Task objective>
Reproduce all of the data exactly, with no line skipped.

Dataset items>
◇ ◇ ◇ ◇
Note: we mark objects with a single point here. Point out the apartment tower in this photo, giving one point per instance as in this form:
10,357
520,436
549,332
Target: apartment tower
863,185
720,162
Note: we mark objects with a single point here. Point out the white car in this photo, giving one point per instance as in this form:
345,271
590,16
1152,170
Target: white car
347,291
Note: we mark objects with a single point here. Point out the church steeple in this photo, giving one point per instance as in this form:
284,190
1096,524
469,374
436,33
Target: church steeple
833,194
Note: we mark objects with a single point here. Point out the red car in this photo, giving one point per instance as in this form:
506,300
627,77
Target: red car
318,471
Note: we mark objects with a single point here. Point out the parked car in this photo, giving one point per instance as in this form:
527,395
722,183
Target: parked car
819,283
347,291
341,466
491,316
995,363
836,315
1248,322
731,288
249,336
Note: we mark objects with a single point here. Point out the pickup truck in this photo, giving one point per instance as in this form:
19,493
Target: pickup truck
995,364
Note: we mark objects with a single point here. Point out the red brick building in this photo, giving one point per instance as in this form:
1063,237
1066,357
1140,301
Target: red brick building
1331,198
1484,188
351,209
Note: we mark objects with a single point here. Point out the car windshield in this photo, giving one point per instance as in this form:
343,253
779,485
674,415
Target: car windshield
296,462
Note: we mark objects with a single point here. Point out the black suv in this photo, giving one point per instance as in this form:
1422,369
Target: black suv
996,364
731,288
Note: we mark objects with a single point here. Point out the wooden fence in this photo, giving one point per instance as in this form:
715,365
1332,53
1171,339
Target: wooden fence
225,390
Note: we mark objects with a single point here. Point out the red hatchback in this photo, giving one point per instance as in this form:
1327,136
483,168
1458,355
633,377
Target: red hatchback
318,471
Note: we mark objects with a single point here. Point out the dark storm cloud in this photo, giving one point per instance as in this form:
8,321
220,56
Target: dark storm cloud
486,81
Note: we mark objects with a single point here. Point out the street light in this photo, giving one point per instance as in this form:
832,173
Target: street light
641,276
◇ ◇ ◇ ◇
Written answer>
Note: we mark objects with a single point here. Point out the apartment tower in this photo, giving one point per instance as in this form:
10,357
520,436
549,332
Target: apartment tower
863,185
720,162
Note: we mark objects with a single point here. Point out the white car in this photo, giving one point per instance as in this form:
345,271
590,16
1152,170
Target: white car
347,291
Note: we mark objects with a single point here. Point out the church steeple in this photo, giving one point per instance as in this form:
284,190
1096,524
469,374
436,33
Target: church steeple
833,194
Note: we mark objects with a single point here. Point out the red car in this photo, giving one point per instance as in this form:
506,300
627,77
Target: red car
318,471
Note: we mark objects with a single point here. Point out the parked car in this photo, giving one point per instance as in this form:
527,395
722,183
Target: parked car
819,283
347,291
341,466
491,316
995,363
836,315
1248,322
731,288
249,336
Note: we mark objects with a single point here. Point out the pickup truck in this photo, giving one point per instance as in this form:
19,493
Target: pickup truck
995,364
Note: we mark objects with a single point here. Point out the red brick building in this photo, giving one point per instance as in this form:
1063,237
1066,357
1140,301
Target: red brick building
1331,198
1484,188
351,209
Note: we mark objects with a single point here. Point out the car windshield in this photo, giving one point per instance as in this form:
343,253
779,485
674,415
Target: car windshield
296,462
Note: we mark objects with a single point here. Point out the black suv in this photo, giving one point per instance as in this form:
1422,369
Target: black suv
996,364
731,288
Note: we mark objects with a single point here. Point out the wooden fence in this photo, giving one point per instance as in this form:
715,365
1332,53
1171,339
Target: wooden fence
225,390
Note: we mark objects with a single point here. Point out the red hatchback in this photo, giving one point per instance as in this form:
1327,136
483,168
1458,355
633,377
Target: red hatchback
318,471
Note: we mark objects with a single point here. Point out the dark storm cloud in this photo, giving one point per instance as in this form:
8,321
220,56
Target: dark storm cloud
486,81
Note: we mark objects with a single point here. Point out the street light in this photo, giving one point per instance as in this form:
832,173
Target: street light
641,276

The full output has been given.